Recast every line of the data below as a Markdown table with the columns "Row" and "Data line," numbering the rows and skipping blank lines. Leave the pictures out of the table.
::: RECORDS SHOWN :::
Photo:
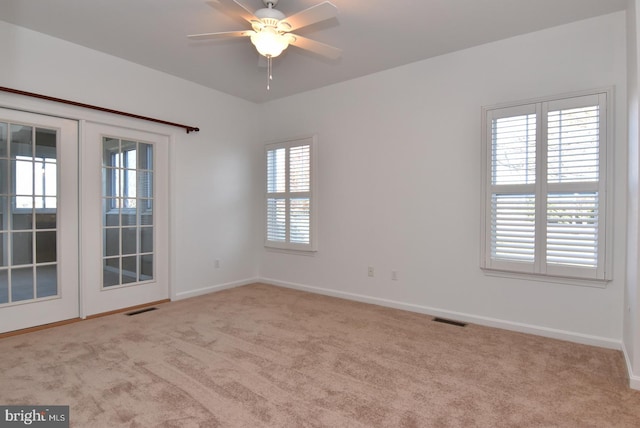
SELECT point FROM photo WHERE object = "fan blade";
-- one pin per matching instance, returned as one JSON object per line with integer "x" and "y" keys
{"x": 316, "y": 47}
{"x": 233, "y": 8}
{"x": 220, "y": 35}
{"x": 317, "y": 13}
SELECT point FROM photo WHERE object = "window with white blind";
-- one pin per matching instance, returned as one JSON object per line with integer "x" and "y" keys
{"x": 544, "y": 186}
{"x": 290, "y": 206}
:::
* RESULT FOR THIS EXERCISE:
| Row | Data line |
|---|---|
| 1 | Photo: |
| 2 | SELECT point FROM photo WHERE object = "fan blade"; |
| 3 | -- one pin per matching instance, returned as one JSON object per line with integer "x" and "y" keys |
| 4 | {"x": 316, "y": 47} |
| 5 | {"x": 233, "y": 8} |
| 6 | {"x": 220, "y": 35} |
| 7 | {"x": 317, "y": 13} |
| 8 | SELECT point FROM photo WHERE object = "window with white blind"; |
| 9 | -- one pin per matching instance, returned as one JSON object per line with integer "x" and "y" keys |
| 10 | {"x": 544, "y": 186} |
| 11 | {"x": 290, "y": 206} |